WRITTEN PROBLEM A.
Please copy out the records below without changes, from their very beginning down to the line containing "288], [189, 290]]", including that line.

And we know in the Bible that when God creates, his creation is Good. Yahweh, Elohim, the Creator, is neither evil nor is he the originator of evil. Nor is He the originator of chaos, of empty utility. When God finishes his creation, whatever it may be, he looks at it and says, “It is good.”
This does not mean that creation is perfect. There is still growth to be made, things to be named, enemies to subdue, difficulties to overcome and tests to either pass or fail. God’s creation is never a perfect creation. It is sufficient to grow in, it is sufficient for peace, it is sufficient for sustenance. But it can also fail, it can falter, it can become inadequate, it can potentially be destroyed. However, when everything begins, it is enough to be called “good”.
Thus, when the heavens and the earth were created, God looked at it and said, “it is good.” But at the beginning of God’s six-day creation, all was not good.
The earth was formless and void, darkness was over the face of the deep, and the breath of God was over the waters.
The earth was not as God had made it in the beginning. It was empty, vanity, chaotic, purposeless: a wasteland. It had changes drastically away from the good that God had created. He created a good heavens and a good earth, but there is the earth being the very antithesis of the peace that God had intended in creation.
We will discuss how it got this way in another episode, but for now, let us look deeper at this inversion of creation, this chaos out of order, this void out of substance, this evil out of good. First, there is darkness. Darkness is not of God, but of the enemy of God, in fact, darkness can be seen as the opposite of God. God is light, in him there is no darkness at all. But on the earth, God’s creation, is no light whatsoever. It is completely dark.
Second, the earth is full of the deep. The deep is the Sea, the Ocean, full of darkness, chaos and insanity. The deep is the enemy of earthly creation, a horror story in and of itself, in opposition to God’s creation. Even though the Sea itself is a creation of God, yet the deep pits itself against all other forms of God’s creation, leaving only destruction in its wake. No one can determine the motivations of the sea, no one can understand it. None except God travels into the deep, and only God dares to move His wind, his breath, his power over the top of it.

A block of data
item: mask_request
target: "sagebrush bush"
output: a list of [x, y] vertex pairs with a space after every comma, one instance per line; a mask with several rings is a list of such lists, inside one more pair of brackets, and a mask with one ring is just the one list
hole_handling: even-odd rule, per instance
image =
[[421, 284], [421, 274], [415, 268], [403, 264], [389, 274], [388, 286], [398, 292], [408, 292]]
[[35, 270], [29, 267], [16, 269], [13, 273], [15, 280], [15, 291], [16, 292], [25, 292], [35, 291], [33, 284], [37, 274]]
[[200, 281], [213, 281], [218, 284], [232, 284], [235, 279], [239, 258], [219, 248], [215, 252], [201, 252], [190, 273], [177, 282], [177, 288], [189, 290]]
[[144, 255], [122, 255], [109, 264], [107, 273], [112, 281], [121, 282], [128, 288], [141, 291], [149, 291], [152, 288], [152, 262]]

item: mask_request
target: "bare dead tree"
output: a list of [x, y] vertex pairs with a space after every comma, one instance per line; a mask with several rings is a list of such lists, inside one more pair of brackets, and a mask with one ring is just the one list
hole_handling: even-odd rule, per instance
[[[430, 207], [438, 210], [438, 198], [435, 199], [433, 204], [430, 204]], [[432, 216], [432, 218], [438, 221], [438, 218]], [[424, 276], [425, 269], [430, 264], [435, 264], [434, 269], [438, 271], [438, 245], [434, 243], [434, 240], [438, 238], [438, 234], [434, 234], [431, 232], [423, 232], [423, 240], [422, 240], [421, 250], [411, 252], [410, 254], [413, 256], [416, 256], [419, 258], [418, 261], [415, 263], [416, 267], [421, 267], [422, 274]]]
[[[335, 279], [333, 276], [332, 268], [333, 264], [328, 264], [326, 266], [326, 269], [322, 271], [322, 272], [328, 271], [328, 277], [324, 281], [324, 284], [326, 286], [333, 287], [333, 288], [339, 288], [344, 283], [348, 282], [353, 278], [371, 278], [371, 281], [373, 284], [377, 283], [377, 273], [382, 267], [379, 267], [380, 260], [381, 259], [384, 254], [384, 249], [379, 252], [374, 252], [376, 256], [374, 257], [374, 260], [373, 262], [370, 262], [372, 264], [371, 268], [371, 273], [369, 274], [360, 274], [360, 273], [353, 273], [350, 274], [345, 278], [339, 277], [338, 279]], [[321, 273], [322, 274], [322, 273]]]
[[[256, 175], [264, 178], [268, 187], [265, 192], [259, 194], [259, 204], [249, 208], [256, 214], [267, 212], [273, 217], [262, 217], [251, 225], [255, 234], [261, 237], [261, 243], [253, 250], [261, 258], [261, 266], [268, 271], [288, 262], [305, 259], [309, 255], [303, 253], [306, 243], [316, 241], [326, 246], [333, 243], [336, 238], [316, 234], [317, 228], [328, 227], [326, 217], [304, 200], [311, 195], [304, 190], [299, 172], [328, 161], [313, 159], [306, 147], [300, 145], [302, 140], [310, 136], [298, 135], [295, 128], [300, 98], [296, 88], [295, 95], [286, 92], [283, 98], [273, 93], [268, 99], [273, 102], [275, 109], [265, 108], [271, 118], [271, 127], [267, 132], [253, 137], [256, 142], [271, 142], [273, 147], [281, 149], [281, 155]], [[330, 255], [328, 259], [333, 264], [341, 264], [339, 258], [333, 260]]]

WRITTEN PROBLEM B.
In the passage about creation above, what does God say when he finishes his creation?

FULL OUTPUT A.
item: mask_request
target: "sagebrush bush"
output: a list of [x, y] vertex pairs with a space after every comma, one instance per line; a mask with several rings is a list of such lists, inside one more pair of brackets, and a mask with one ring is just the one list
hole_handling: even-odd rule, per instance
image =
[[421, 284], [421, 274], [415, 268], [403, 264], [389, 274], [388, 286], [398, 292], [408, 292]]
[[35, 270], [29, 267], [16, 269], [13, 273], [15, 280], [15, 291], [16, 292], [25, 292], [35, 291], [33, 284], [37, 274]]
[[200, 281], [213, 281], [218, 284], [232, 284], [235, 279], [239, 258], [219, 248], [215, 252], [201, 252], [190, 273], [177, 282], [177, 288], [189, 290]]

FULL OUTPUT B.
He says, "It is good."